[Dataset records about object locations]
--------------------
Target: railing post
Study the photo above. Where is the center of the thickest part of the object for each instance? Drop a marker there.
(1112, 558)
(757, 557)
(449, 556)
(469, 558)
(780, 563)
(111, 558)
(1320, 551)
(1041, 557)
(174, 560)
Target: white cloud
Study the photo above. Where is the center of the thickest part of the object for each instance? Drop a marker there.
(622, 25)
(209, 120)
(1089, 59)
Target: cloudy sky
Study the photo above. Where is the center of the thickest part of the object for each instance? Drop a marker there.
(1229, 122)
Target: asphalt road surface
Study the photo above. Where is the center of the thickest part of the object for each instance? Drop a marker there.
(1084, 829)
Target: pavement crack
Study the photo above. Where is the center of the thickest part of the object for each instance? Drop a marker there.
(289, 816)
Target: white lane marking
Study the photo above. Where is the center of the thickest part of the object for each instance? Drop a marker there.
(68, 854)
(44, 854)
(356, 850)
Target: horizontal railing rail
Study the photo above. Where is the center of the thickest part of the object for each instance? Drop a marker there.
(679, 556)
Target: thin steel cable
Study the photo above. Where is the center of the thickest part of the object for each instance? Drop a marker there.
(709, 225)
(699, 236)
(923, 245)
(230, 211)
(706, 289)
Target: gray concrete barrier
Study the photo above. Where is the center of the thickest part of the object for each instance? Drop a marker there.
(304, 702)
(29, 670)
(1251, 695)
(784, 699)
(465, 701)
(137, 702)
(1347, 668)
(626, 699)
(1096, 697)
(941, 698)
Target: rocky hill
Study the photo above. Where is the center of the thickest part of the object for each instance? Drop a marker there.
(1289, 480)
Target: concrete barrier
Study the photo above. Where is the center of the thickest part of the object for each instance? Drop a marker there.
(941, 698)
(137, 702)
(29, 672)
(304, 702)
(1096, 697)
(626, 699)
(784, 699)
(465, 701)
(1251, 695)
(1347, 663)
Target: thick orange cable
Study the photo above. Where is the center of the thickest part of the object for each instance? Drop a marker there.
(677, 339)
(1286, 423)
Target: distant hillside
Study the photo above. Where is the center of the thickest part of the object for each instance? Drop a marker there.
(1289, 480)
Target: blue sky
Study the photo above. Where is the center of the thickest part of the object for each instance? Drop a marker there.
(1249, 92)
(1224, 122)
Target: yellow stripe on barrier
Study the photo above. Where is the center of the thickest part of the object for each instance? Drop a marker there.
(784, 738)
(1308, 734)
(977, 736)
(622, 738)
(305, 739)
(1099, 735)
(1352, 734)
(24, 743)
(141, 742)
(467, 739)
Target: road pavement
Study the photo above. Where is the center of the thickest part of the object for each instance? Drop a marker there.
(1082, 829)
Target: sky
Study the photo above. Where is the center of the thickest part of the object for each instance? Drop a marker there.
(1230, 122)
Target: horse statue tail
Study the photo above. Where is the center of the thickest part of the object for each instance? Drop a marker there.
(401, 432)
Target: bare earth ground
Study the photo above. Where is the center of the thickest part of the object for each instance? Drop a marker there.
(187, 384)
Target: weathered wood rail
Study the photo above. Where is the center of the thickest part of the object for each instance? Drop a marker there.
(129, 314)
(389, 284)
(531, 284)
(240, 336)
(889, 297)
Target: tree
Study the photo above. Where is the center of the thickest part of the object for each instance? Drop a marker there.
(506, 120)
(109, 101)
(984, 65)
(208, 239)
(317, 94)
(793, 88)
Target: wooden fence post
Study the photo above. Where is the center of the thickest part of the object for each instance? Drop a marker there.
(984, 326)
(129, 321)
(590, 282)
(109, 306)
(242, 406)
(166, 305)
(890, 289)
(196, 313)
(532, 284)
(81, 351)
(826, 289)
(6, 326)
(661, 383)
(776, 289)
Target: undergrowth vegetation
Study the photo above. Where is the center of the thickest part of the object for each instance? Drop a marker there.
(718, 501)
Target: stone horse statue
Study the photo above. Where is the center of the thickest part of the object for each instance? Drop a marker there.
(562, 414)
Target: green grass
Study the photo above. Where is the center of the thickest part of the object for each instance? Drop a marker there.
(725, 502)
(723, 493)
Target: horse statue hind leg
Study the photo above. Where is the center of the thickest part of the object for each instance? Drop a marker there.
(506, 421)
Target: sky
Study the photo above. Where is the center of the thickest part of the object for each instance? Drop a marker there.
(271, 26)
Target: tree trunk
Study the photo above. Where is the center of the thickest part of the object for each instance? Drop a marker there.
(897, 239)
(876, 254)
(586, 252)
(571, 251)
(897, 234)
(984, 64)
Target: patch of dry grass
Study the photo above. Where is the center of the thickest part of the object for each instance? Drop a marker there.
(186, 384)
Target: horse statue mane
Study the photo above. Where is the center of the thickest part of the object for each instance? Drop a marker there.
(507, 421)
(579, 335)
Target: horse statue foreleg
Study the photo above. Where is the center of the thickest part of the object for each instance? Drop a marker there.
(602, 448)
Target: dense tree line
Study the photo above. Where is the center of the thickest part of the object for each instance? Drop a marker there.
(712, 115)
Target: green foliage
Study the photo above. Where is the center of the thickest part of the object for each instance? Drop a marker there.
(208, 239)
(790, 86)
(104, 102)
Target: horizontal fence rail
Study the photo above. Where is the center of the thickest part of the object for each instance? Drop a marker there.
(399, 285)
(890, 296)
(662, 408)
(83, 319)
--------------------
> [TASK BRIEF]:
Output each record precisely as given.

> [SOLUTION BELOW]:
Target: railing post
Study the photo above. Where is the center of the thickest part of the object for each instance? Drop a marker there.
(1112, 558)
(757, 557)
(449, 556)
(469, 558)
(780, 563)
(111, 558)
(1320, 551)
(1041, 557)
(174, 560)
Target: white cloud
Study the photo above. Where is the center of the thickest part of the object for each instance? Drop a marker there.
(622, 25)
(209, 120)
(1089, 59)
Target: cloudy sky
Study the photo above. Where is the center of the thickest part of the object for each instance? Drop a marker there.
(1229, 122)
Target: asphalt road surface
Study the photo above. Where is the center of the thickest part of the object for each instance? Drop a marker there.
(1084, 829)
Target: pavement crack
Study the photo above. Where is the center of the thickest part of the object for each instance? Drop a marker there.
(289, 816)
Target: white lane marking
Study the photo above. Where is the center of the thickest part of the object for each instance? Drop a marker there.
(68, 854)
(44, 854)
(356, 850)
Target: horizontal railing rail
Study the photo above. Where is the center of the thickest part of the object for each instance? Drop a marker there.
(679, 556)
Target: thin steel cable
Study the photo above. Where is the center of the thickest part of the object for each instance? Drop a marker there.
(709, 225)
(699, 236)
(923, 245)
(230, 211)
(706, 289)
Target: gray concrete barrier
Study the photo above. Where is the center of the thickest part of the object for each instance? Drop a marker there.
(304, 702)
(29, 670)
(1251, 695)
(784, 699)
(465, 701)
(137, 702)
(1347, 668)
(626, 699)
(1096, 697)
(941, 698)
Target: rocky hill
Study the photo above. Where is the center of the thickest part of the object for each instance? Drop a marker there.
(1289, 480)
Target: concrete barrier
Study the photo above. Where is the center of the thickest part of the object for each instance? Drop a marker there.
(941, 698)
(137, 702)
(29, 672)
(304, 702)
(1096, 697)
(626, 699)
(784, 699)
(465, 701)
(1251, 695)
(1347, 663)
Target: thick orange cable
Study the photo above. Where is the center of the thickest part of the object for each instance? Drop a marker there.
(677, 339)
(1286, 423)
Target: distant hillside
Study the photo above. Where is the center of the thickest part of the object for each instance? Drop a marker there.
(1289, 480)
Target: blue sky
Study the photo above. Where is the center of the thickest part of the object for each instance? Drop a marker there.
(1249, 92)
(1224, 122)
Target: yellow stripe on barrier
Study the photo above. Where is the center of the thickest part of the object for each instance? Drop a marker there.
(784, 738)
(1308, 734)
(977, 736)
(622, 738)
(305, 739)
(1099, 735)
(1352, 734)
(24, 743)
(141, 742)
(467, 739)
Target: road pavement
Study the photo above. Where is the center of the thickest part of the object for each instance? Drop a marker there.
(1082, 829)
Target: sky
Study the photo above. Where is the center of the thickest part of the object for each instance? Drop a marker there.
(1230, 122)
Target: horse statue tail
Study the photo above. Where is the center of the thickest part of the object for each instance? Drop a marker there.
(401, 432)
Target: bare earth ground
Study the photo above. Where is the center of the thickest part of the object for each instance? Drop a marker there.
(187, 384)
Target: weathered wood rail
Study the photo above. Where is the center of the thickest part of the object for each instance? Drop a marker there.
(129, 314)
(389, 284)
(531, 284)
(240, 336)
(889, 297)
Target: tree
Study the photo above. Where is the center of the thickest part of the object for each instance? Drop a marker there.
(506, 120)
(109, 101)
(984, 65)
(208, 239)
(317, 94)
(793, 88)
Target: wooden fence post
Study the photo above. Where is the center of the thickest part of the object for each instance? Drop a marker there.
(984, 326)
(129, 321)
(590, 282)
(109, 306)
(242, 406)
(166, 305)
(890, 289)
(196, 313)
(532, 284)
(81, 351)
(826, 289)
(6, 326)
(661, 383)
(776, 289)
Target: undergrowth vegetation
Study the photo above. Where is the center of the thickest part of the object for each instance? Drop a marker there.
(718, 501)
Target: stone horse statue
Study the photo above. Where is the center of the thickest part of the object for each instance? Drop a marker there.
(562, 414)
Target: green grass
Study the photo above. Where is the center of the thickest part of the object for each instance? Drop a marker there.
(725, 502)
(723, 493)
Target: horse statue hind leg
Study the photo above. Where is the center of the thickest part of the object for each instance? Drop a marker there.
(506, 421)
Target: sky
Study the photo above. Where is the center of the thickest part of the object for each instance? Drop a marker there.
(271, 26)
Target: tree trunk
Study the photo above. Where is the center of the thickest part of the object for each instance? Drop a marker there.
(897, 239)
(876, 254)
(586, 252)
(571, 251)
(897, 234)
(984, 64)
Target: patch of dry grass
Study the photo above. Where is the center of the thickest part of the object for each instance? Drop a marker there.
(186, 384)
Target: horse statue mane
Study the photo above. Where is the center of the thickest part of the object for each instance? Drop a marker there.
(507, 421)
(579, 335)
Target: horse statue foreleg
Study the photo above. Where is the center of the thickest part of the object for each instance? Drop a marker there.
(602, 448)
Target: dense tree line
Study the photo above. Where is the center of the thickest part of the object for each instance? Drop a marker there.
(712, 115)
Target: green foliage
Study the photo above. Where is the center of the thickest part of the object for each instance? Drop a marker there.
(208, 239)
(790, 86)
(104, 102)
Target: horizontal fence rail
Study the photo above. Where is the center of the thickest part of the object for each instance? Drop a marker there.
(399, 285)
(890, 296)
(662, 408)
(83, 319)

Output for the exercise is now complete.